Task directions: Render these lines as a numbered list, omitting any blank lines and leaving the pictures out of your answer.

Photo labels and bounding boxes:

━━━━━━━━━━

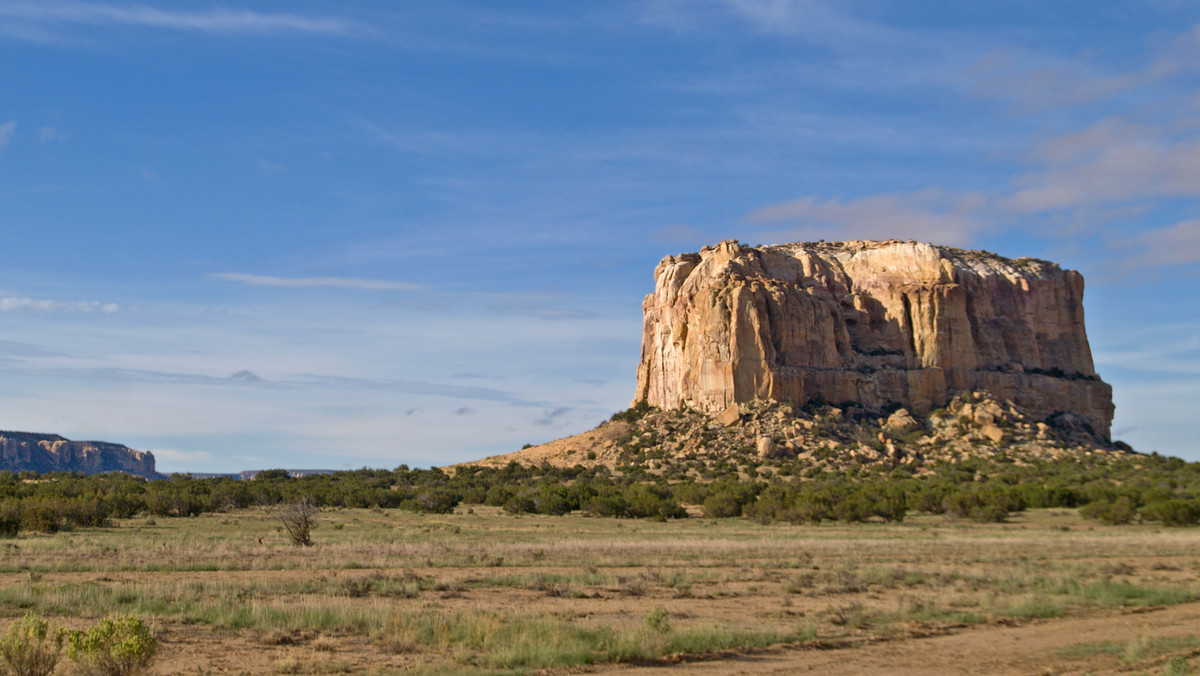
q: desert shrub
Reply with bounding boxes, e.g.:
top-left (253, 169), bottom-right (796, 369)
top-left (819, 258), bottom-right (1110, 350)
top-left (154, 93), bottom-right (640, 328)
top-left (942, 485), bottom-right (1025, 522)
top-left (0, 501), bottom-right (20, 538)
top-left (413, 487), bottom-right (461, 514)
top-left (280, 497), bottom-right (318, 546)
top-left (504, 492), bottom-right (538, 514)
top-left (644, 605), bottom-right (671, 634)
top-left (1141, 498), bottom-right (1200, 526)
top-left (533, 483), bottom-right (580, 516)
top-left (610, 400), bottom-right (650, 423)
top-left (0, 615), bottom-right (62, 676)
top-left (704, 491), bottom-right (742, 519)
top-left (67, 615), bottom-right (158, 676)
top-left (1079, 496), bottom-right (1138, 525)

━━━━━━━━━━

Answer to this task:
1. q: desert shrub
2. Reply with bounding boxes, e.g.:
3. top-left (253, 169), bottom-right (796, 369)
4. top-left (819, 258), bottom-right (1110, 350)
5. top-left (154, 93), bottom-right (640, 328)
6. top-left (942, 485), bottom-right (1025, 522)
7. top-left (0, 501), bottom-right (20, 538)
8. top-left (413, 487), bottom-right (461, 514)
9. top-left (280, 497), bottom-right (318, 546)
10. top-left (504, 492), bottom-right (538, 514)
11. top-left (644, 605), bottom-right (671, 634)
12. top-left (1141, 498), bottom-right (1200, 526)
13. top-left (533, 483), bottom-right (580, 516)
14. top-left (610, 400), bottom-right (650, 423)
15. top-left (0, 615), bottom-right (62, 676)
16. top-left (704, 491), bottom-right (742, 519)
17. top-left (67, 615), bottom-right (158, 676)
18. top-left (1079, 496), bottom-right (1138, 525)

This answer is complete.